- [Aim of the task]: Where a line holds the word "pedestrian", copy it from the records.

Saved data entries
▼

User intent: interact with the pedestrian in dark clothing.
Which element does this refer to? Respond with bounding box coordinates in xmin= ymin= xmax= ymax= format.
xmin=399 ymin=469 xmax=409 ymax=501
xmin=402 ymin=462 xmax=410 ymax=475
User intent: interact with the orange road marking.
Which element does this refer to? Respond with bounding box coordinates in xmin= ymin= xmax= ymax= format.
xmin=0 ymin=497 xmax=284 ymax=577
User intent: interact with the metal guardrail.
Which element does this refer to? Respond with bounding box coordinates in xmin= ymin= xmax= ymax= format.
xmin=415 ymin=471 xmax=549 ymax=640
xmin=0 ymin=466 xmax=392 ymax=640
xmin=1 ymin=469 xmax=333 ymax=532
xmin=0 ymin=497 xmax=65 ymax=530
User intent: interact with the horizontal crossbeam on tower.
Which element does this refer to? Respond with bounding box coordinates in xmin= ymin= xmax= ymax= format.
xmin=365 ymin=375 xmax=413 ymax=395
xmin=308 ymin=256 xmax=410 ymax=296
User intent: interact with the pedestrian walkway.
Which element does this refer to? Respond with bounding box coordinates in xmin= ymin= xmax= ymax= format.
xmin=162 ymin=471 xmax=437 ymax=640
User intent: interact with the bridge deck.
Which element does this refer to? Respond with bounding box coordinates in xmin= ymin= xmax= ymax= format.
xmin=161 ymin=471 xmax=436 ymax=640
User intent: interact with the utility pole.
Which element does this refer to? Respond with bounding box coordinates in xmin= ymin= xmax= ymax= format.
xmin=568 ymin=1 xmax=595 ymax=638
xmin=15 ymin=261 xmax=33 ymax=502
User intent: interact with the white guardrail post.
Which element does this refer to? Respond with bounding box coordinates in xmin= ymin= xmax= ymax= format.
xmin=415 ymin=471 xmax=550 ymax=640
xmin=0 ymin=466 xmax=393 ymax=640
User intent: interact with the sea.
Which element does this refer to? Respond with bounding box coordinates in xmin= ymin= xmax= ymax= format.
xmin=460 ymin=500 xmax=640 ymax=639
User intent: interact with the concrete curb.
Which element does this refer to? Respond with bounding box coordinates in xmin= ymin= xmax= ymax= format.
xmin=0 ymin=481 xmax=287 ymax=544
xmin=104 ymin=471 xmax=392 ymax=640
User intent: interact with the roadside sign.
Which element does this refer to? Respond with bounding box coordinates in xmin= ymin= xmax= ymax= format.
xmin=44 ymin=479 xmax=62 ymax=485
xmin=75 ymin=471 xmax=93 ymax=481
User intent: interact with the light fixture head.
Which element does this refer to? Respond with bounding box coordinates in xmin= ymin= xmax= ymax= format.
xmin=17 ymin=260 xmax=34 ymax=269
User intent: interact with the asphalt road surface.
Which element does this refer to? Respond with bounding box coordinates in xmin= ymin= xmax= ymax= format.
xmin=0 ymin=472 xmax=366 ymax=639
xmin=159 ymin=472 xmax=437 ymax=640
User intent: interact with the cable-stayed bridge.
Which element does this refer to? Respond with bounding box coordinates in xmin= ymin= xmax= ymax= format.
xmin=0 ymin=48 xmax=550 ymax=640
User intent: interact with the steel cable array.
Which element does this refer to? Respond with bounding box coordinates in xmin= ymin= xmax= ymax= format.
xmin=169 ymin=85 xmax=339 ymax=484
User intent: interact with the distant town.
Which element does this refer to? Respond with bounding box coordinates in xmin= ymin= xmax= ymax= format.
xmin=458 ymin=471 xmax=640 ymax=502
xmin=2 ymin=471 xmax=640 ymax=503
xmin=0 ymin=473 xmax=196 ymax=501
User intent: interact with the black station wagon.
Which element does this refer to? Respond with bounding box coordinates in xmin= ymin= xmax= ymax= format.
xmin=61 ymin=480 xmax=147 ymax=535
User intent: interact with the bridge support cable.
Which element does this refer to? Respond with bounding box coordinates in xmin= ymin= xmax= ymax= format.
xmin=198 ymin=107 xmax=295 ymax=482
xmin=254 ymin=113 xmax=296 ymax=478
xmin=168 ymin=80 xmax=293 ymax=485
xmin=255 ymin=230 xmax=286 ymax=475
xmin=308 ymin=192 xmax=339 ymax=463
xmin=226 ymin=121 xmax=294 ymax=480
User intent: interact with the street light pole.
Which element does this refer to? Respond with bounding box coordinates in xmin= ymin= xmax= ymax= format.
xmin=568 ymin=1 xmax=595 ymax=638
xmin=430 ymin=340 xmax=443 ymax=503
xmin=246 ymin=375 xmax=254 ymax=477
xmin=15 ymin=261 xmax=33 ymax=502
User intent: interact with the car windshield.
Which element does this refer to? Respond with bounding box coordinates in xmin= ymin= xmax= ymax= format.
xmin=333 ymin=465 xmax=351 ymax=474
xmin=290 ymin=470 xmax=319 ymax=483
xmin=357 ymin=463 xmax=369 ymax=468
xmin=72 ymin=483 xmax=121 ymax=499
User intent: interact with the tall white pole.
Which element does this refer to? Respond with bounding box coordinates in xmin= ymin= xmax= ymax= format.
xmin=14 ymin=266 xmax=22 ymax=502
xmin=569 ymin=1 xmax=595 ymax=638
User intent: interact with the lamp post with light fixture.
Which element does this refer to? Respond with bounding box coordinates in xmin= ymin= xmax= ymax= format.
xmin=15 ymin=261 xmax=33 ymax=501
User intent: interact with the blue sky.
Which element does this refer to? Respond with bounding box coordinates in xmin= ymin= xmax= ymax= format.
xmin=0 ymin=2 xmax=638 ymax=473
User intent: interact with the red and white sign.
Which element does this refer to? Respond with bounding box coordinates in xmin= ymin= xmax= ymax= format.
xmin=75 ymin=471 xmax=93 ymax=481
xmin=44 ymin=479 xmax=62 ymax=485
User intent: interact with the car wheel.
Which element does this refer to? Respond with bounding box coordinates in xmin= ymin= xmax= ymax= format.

▲
▼

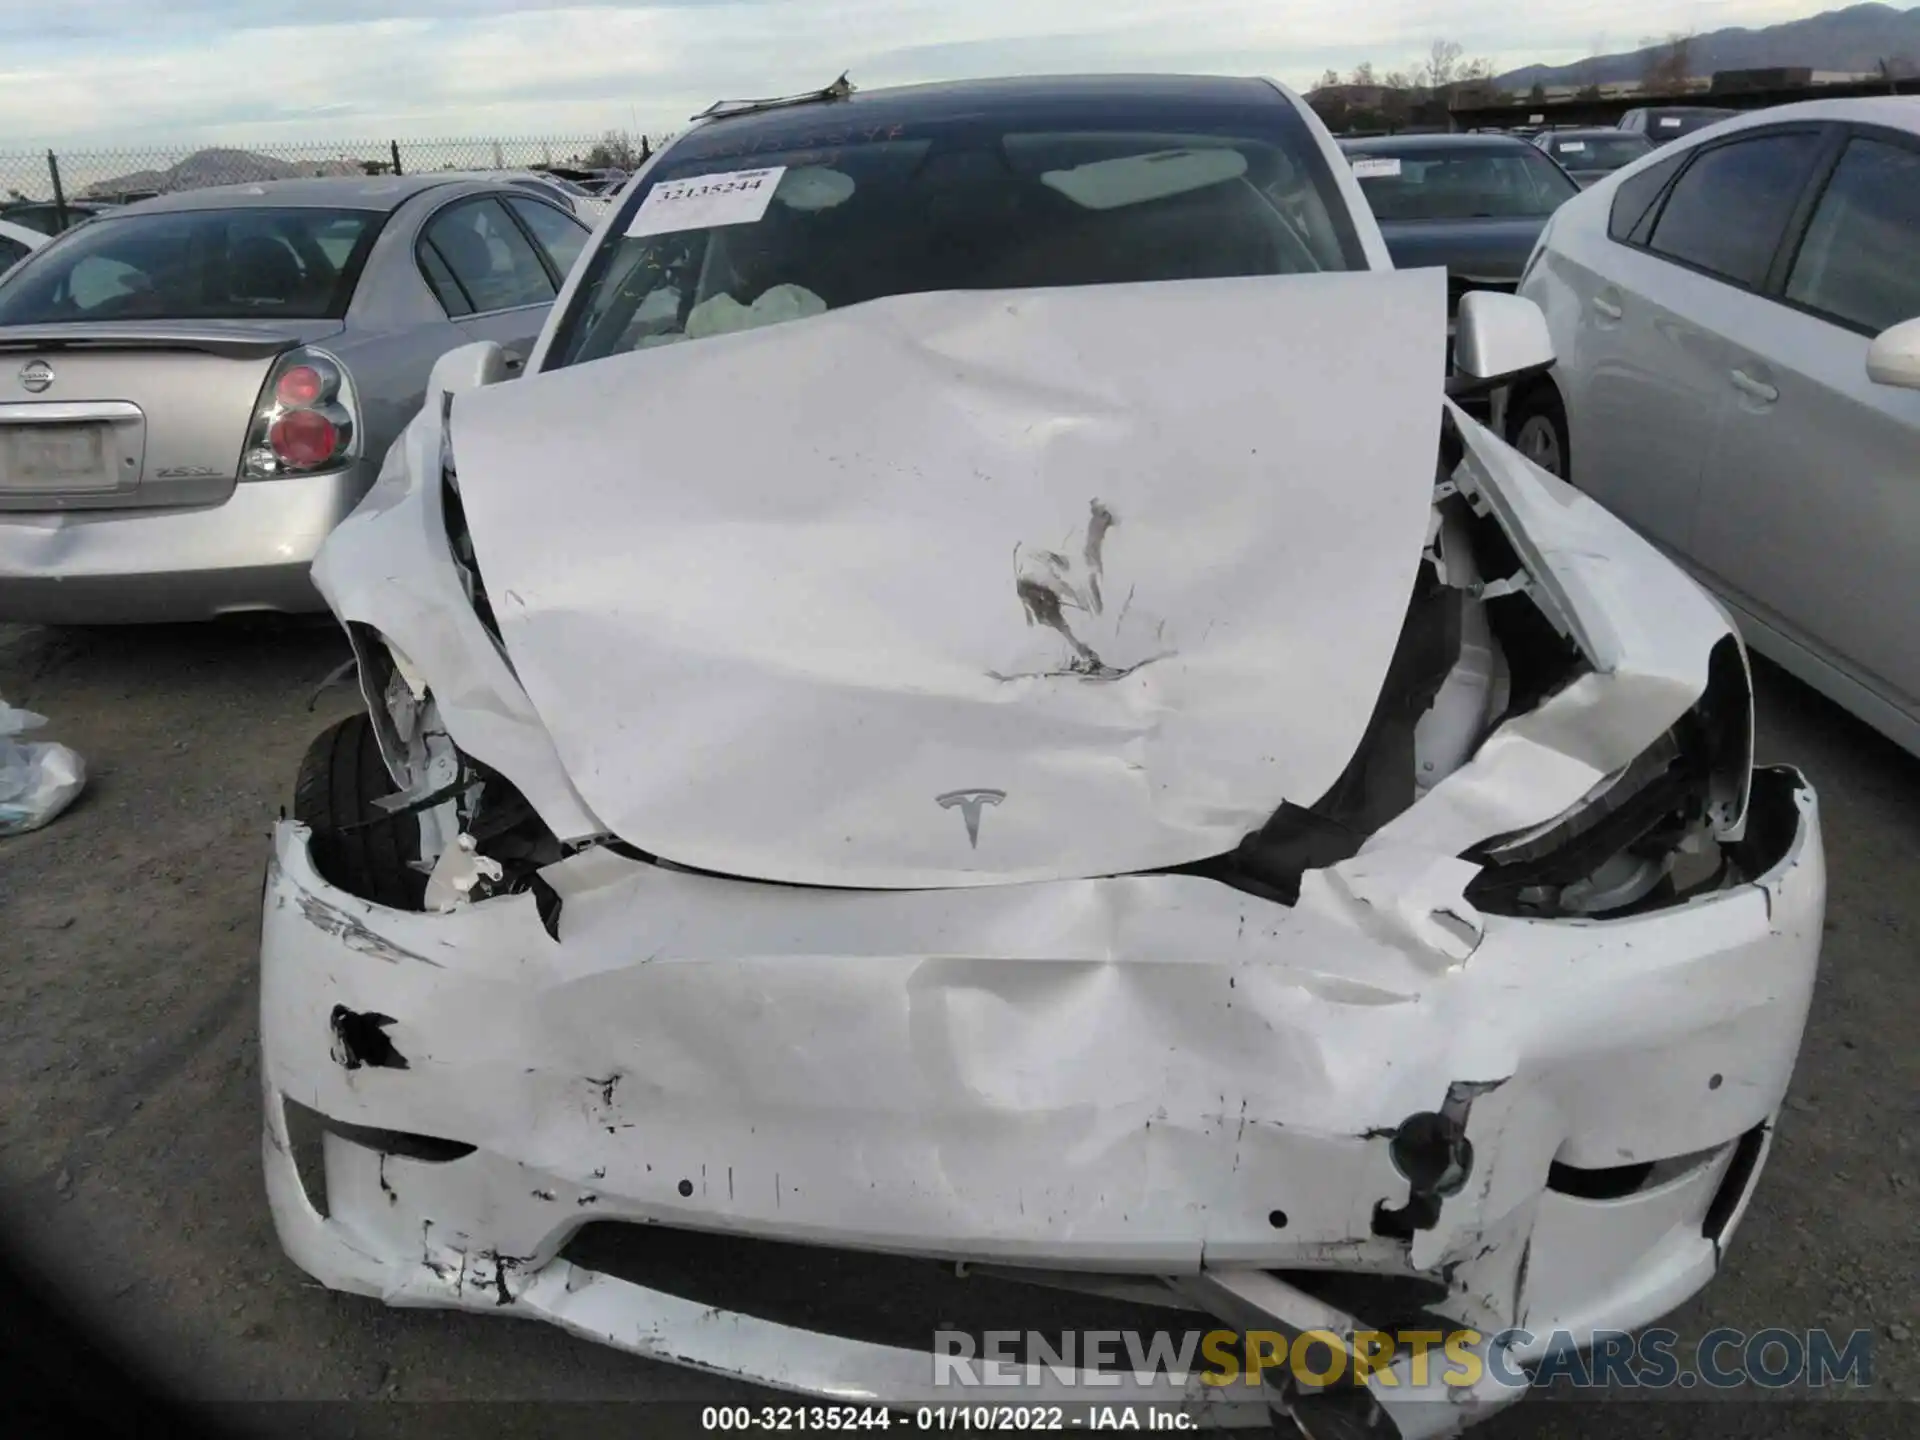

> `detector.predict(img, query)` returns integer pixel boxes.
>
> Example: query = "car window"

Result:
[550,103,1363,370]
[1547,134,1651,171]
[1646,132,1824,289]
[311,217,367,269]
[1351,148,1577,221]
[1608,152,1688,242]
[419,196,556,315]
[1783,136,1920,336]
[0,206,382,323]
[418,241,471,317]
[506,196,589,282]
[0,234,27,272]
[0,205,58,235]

▲

- [Solution to this exercise]:
User intent: interact with the pedestrian in dark clothing.
User intent: interact with the pedestrian walkway.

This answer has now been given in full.